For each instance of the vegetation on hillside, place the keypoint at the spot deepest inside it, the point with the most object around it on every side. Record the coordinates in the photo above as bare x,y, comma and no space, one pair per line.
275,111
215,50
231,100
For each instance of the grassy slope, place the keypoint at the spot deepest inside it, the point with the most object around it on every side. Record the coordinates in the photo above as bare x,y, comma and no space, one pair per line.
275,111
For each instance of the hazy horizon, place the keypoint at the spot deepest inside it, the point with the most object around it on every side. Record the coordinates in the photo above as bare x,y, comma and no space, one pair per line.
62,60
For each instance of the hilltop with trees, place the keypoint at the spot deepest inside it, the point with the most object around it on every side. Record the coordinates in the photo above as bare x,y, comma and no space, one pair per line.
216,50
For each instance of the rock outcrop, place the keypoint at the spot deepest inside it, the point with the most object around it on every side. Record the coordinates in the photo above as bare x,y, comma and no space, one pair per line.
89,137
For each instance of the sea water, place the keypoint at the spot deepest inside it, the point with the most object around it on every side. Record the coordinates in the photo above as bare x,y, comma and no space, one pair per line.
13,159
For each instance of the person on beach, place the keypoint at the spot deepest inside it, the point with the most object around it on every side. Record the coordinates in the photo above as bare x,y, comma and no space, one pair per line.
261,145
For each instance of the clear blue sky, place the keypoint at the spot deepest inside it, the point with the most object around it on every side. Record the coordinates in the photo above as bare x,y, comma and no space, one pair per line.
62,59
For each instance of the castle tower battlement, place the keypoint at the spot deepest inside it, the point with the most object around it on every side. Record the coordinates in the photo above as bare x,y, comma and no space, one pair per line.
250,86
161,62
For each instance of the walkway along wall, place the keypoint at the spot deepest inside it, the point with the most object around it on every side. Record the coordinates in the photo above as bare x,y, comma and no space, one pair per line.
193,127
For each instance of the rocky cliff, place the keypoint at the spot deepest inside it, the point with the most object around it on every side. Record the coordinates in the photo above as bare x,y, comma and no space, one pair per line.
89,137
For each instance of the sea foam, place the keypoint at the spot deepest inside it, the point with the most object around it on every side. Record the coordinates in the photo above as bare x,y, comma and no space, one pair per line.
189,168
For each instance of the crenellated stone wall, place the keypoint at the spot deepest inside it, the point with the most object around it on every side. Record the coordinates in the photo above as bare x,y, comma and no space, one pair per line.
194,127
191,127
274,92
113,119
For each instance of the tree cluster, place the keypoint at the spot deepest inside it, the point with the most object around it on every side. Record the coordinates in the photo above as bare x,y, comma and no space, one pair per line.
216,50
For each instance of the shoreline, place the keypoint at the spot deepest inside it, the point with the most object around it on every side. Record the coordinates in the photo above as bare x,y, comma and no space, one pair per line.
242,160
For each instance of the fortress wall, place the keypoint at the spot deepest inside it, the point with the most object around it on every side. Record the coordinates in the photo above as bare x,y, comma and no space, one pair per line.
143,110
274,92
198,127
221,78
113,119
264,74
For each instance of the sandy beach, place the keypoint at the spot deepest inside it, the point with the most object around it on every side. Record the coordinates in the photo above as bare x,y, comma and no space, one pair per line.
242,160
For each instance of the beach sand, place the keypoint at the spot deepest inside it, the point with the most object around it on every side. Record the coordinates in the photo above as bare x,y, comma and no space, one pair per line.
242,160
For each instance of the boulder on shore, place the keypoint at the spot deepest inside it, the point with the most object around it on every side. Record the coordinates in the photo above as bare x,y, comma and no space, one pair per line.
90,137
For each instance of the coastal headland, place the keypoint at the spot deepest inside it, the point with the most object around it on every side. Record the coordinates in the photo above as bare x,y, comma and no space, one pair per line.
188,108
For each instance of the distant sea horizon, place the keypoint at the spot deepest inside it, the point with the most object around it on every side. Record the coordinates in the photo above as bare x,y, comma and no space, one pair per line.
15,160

^^^^^^^^^^^^^^^^

# What you will do
Write out exactly, and only, each line from the one with "For each instance of the distant" down to the last line of the records above.

# Exercise output
For each instance of the distant sea horizon, place the keypoint at the spot deepest inside it, the point with the most object around it on every side. Record the coordinates in the photo above as bare x,y, comma and no space, one pair per line.
15,160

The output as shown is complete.